* Begin Task input *

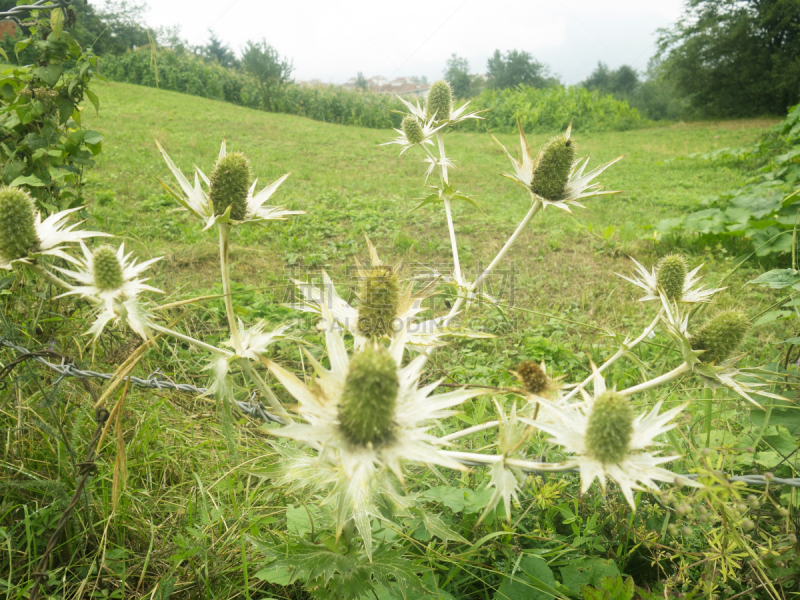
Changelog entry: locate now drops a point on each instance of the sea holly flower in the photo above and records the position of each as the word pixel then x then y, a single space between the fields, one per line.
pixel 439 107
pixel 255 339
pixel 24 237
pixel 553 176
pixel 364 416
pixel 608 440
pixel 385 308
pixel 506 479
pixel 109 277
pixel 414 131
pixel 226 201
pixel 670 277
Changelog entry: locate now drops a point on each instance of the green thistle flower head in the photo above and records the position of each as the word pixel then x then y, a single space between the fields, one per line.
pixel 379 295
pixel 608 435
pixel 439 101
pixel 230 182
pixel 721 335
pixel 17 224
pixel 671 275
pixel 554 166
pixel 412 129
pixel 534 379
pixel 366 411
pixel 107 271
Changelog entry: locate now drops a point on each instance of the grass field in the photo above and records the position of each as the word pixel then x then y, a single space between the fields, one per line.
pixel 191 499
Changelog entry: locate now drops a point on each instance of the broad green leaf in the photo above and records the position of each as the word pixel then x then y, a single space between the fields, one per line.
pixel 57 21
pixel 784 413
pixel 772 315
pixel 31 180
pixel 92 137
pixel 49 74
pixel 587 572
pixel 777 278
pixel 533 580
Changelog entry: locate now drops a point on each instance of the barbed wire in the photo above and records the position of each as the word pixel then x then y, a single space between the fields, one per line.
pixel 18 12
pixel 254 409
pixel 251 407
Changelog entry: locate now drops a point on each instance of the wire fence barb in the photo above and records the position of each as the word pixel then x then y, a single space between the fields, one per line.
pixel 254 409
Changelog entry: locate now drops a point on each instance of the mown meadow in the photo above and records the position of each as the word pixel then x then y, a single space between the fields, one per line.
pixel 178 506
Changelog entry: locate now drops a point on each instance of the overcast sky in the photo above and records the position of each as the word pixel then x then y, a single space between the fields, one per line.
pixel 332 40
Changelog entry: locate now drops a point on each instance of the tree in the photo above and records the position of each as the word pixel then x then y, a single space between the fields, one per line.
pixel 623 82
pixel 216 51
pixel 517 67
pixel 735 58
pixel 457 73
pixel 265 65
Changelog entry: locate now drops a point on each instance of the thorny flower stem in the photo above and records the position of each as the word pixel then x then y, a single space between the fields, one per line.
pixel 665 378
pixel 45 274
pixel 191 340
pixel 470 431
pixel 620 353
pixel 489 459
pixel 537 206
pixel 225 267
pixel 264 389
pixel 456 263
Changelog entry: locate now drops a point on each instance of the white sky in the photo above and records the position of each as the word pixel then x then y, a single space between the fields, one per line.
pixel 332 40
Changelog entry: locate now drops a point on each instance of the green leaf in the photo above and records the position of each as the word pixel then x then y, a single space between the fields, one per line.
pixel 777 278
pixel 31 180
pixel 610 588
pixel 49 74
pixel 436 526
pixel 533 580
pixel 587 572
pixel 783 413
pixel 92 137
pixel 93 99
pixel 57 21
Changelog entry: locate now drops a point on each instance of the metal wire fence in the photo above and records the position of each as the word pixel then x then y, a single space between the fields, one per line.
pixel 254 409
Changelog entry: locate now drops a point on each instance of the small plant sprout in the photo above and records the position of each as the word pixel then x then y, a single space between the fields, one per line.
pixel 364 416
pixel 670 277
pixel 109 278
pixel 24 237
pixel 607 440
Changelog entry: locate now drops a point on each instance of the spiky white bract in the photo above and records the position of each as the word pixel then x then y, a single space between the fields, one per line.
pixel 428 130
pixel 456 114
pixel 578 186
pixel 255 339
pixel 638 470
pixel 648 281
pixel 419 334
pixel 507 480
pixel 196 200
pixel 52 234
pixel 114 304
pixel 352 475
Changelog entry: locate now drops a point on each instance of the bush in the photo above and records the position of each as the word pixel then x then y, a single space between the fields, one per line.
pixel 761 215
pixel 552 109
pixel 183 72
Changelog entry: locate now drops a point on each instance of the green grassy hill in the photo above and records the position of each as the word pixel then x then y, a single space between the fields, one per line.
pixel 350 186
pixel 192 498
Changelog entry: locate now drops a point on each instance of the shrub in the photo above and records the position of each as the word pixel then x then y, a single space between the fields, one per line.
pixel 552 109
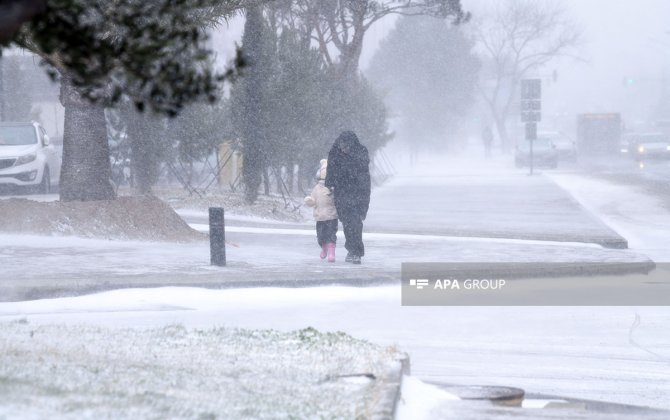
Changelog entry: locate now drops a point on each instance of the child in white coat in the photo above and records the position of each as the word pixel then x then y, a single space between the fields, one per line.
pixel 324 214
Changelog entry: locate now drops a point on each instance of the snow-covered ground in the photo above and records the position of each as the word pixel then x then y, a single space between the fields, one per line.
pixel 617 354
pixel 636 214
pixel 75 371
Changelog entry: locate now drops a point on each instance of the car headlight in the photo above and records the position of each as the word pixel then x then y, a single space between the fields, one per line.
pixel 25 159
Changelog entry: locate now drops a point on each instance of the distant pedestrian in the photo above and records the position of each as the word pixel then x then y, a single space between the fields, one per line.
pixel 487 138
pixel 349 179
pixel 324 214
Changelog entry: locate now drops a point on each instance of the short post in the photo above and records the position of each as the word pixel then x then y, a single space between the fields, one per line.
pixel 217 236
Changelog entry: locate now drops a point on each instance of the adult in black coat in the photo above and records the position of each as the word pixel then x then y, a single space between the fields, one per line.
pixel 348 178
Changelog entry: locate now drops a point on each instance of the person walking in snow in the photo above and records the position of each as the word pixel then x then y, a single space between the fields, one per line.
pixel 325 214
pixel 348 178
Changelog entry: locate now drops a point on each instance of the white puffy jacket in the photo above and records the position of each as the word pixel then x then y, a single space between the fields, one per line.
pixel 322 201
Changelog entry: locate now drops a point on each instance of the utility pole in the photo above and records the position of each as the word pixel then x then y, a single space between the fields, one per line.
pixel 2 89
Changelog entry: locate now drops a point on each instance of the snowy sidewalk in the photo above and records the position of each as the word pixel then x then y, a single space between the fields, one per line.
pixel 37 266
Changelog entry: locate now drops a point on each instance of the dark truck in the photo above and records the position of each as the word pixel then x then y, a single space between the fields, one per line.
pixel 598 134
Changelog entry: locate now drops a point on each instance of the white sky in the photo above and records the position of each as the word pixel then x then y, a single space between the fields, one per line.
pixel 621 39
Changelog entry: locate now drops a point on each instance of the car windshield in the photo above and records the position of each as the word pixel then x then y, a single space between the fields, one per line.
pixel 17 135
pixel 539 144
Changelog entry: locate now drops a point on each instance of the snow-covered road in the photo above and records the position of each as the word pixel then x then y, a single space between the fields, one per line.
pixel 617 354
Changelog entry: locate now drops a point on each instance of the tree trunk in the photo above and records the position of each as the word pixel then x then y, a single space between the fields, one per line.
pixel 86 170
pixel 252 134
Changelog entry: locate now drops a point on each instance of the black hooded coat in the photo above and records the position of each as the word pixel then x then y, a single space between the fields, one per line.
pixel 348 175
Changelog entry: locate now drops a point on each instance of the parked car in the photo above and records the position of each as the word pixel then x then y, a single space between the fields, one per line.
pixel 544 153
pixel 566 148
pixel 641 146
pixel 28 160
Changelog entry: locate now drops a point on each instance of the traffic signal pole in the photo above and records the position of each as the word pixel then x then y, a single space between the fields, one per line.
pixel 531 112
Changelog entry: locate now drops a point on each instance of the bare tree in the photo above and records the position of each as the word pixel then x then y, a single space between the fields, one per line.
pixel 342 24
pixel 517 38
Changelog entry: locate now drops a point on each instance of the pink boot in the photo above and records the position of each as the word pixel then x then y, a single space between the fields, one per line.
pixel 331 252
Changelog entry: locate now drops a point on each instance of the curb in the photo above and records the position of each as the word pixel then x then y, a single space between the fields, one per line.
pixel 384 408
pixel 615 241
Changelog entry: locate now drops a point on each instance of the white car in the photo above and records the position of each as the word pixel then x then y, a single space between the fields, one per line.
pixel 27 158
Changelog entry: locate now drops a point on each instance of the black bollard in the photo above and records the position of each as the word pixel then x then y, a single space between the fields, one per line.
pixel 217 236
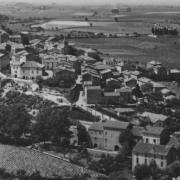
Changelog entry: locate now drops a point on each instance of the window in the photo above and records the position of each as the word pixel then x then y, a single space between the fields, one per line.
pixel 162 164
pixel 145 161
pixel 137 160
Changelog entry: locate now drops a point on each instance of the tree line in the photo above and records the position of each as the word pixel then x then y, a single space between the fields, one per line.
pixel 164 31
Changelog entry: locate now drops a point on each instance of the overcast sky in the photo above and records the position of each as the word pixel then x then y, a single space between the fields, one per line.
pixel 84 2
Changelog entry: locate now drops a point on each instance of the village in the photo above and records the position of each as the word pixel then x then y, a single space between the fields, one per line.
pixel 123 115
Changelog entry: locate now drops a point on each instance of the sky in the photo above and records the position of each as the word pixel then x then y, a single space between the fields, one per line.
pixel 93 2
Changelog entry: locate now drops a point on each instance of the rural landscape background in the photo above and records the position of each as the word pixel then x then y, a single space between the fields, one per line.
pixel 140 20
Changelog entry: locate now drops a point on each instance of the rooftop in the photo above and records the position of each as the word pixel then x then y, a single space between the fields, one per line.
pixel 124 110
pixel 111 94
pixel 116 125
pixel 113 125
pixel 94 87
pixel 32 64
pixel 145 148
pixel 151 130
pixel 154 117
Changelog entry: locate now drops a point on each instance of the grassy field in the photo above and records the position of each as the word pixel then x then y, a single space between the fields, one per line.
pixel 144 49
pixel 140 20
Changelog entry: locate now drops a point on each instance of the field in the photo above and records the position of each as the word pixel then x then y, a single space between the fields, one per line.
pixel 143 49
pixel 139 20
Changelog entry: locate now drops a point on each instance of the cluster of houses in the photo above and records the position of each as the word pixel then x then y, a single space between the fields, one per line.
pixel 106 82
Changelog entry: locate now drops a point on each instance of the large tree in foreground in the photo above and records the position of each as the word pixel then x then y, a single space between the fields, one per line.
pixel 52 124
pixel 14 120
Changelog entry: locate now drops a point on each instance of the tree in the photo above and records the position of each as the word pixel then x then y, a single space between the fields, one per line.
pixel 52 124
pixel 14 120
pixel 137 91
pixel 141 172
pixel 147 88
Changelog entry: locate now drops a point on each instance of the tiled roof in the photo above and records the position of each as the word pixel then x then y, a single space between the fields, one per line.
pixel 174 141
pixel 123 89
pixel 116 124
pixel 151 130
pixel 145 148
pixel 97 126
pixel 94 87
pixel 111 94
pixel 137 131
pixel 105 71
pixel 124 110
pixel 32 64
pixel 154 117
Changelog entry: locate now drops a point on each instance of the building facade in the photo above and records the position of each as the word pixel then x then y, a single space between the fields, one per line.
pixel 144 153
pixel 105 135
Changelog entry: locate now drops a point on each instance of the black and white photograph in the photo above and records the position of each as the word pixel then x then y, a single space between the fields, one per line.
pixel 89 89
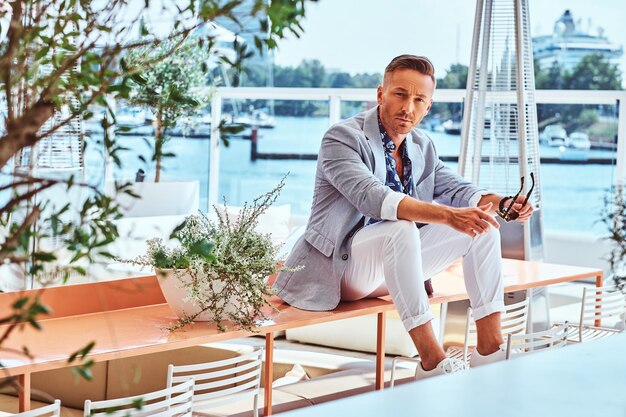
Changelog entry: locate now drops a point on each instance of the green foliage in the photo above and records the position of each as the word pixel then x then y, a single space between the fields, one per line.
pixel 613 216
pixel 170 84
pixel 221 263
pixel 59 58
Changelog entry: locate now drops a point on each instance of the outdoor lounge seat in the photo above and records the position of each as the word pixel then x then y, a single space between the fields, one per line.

* End Task input *

**Task to complete:** Copy the records from the start through the line with "pixel 191 499", both ends included, swapping "Changelog entry" for "Release note" and leaving everything else unchanged. Omit the pictures from your answer.

**Result for this task:**
Release note: locate now drops a point on each instance of the sea holly flower in the photo above and records the position of each as the word pixel then x then y, a single space between the fields, one per line.
pixel 439 107
pixel 255 339
pixel 24 237
pixel 553 176
pixel 364 416
pixel 608 440
pixel 385 308
pixel 506 479
pixel 109 277
pixel 414 131
pixel 226 201
pixel 670 277
Release note: locate now drops a point on each instance of the green thistle flower head in the photo above and records the position of each as the word pixel then x then y, a single space between the fields, one per line.
pixel 379 295
pixel 608 435
pixel 439 101
pixel 230 182
pixel 721 335
pixel 17 224
pixel 671 275
pixel 554 166
pixel 412 129
pixel 534 379
pixel 366 411
pixel 107 271
Release note: locate now drops a point on each instance of the grass field in the photo above and records the position of each as the word pixel then x then y, a single space between the fields, one per line.
pixel 191 499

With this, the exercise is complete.